#### SELECTED TEXT:
-----

When Firefox loaded up this time, my theme was back and so were all of my add-ons! A quick look in the profile directory verified that all of the extensions files had been recreated. Somehow, the Firefox 3.0.1 update had messed up the extensions files in my profile, but it turns out that it is easy to remedy once you know what the problem is – delete your extensions files and restart the browser.
I learned an important lesson the other day when I went to export the list of mailboxes from my firm’s Microsoft Exchange server – Microsoft did not take into consideration the commas that are potentially found in the name of the Mailbox, Size (KB), and Total Items columns.
To find out what I am talking about open up the Exchange System Manager on your Microsoft Exchange server, then browser to Administrative Groups –> [Group Name] –> Servers –> [Server Name] –> [Storage Group Name] –> Mailbox Store –> Mailboxes. Right-click on Mailboxes and go to Export List…, at which point an Export List window appears that will ask for the File name of your export file and the format you wish to save it in. Choose Text (Comma Delimited) (*.csv) from the Save as type drop-down menu, choose a name, and click Save.
The CSV file that you now have will be a complete mess; especially if you try and open it with Microsoft Excel (I am using Excel 2007). Instead of the six columns that are found under Mailboxes (Mailbox, Last Logged on By, Size (KB), Total Items, Last Logon Time, and Last Logoff Time), you could have (as in my case, dependent on the actual sizes of the mailboxes) ten columns. In my case, the Mailbox was split into two columns (first and last name), the Size (KB) column was split into three columns, and the Total Items was split into two columns. This is because Microsoft pretends everything is text, and no commas are stripped from any of the number columns. The names are problematic simply because our system has a Last, First schema for Mailbox names.

-----

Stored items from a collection
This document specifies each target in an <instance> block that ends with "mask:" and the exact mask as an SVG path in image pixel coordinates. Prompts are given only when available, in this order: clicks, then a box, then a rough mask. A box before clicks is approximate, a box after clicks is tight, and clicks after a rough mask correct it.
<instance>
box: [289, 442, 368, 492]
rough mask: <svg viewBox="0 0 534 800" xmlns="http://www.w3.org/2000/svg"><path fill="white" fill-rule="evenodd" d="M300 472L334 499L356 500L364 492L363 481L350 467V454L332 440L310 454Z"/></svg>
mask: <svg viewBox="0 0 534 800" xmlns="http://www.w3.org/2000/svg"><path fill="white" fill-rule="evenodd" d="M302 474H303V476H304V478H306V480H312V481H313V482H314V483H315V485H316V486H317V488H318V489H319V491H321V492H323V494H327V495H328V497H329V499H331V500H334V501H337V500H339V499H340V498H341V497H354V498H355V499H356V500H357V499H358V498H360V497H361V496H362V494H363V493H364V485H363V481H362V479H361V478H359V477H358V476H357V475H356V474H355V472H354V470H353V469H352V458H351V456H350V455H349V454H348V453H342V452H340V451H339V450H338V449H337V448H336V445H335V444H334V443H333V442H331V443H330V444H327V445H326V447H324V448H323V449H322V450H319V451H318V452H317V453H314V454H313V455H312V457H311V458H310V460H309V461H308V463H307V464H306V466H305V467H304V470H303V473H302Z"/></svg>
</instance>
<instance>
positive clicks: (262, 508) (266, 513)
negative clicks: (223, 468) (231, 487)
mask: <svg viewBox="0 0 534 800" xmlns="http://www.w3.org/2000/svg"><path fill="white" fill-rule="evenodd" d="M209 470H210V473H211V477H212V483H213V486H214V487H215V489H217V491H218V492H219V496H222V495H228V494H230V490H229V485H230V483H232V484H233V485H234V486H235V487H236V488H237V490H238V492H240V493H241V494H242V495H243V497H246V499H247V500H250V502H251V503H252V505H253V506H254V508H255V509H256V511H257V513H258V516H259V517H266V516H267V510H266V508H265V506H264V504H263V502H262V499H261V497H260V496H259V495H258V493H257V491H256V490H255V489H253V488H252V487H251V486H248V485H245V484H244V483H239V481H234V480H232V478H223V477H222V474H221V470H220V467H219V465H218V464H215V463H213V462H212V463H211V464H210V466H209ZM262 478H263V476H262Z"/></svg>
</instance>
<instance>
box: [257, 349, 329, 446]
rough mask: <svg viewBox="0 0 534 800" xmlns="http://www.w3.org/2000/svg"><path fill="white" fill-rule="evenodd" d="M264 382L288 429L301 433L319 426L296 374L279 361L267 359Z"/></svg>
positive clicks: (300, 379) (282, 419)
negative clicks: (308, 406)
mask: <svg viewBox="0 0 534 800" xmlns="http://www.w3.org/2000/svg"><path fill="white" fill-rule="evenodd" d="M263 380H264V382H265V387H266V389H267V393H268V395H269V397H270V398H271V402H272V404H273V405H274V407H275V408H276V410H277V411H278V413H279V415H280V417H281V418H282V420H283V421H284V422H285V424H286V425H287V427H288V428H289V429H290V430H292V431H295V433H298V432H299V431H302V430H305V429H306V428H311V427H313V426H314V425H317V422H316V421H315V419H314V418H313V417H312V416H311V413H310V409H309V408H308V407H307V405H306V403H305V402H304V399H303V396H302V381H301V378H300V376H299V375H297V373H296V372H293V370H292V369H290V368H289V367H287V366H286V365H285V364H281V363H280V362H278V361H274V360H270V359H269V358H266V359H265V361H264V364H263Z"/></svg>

-----

#### DIRECTIONS:
(a) In the text on Exchange mailbox exports, into how many columns did the Size (KB) column split in the author's case?
(b) Please resume the text on Exchange mailbox exports from its last sentence onward.

#### YOUR WRITTEN ANSWERS:
(a) Three columns.

(b)
The way around this mess would be to actually follow RFC 4180 memo, that while not an actual standard, has good practices and conventions for CSV files, one of which is to place quotes around each column to preserve the internal commas. But as always Microsoft does not think ahead very far and their QA program is abysmal. Shame on them, and too bad for us. The only way to export your list of mailboxes (that I am aware of) is to export them as a tab delimited text file that can then be imported into Excel and formatted as it needs to be.
To my mind, Microsoft should have either placed quotes around every column entry (why not, since they are treating everything as text), or not sent the numbers as text with commas into the file (they are only numbers after all). With this second option<, the export would only fail on the Mailbox name, which is an issue only when you have a schema where there is a comma in the name (which I also believe is bad, but I did not set it up).
Either way, could Microsoft stop being so near-sighted and think ahead at what they are doing?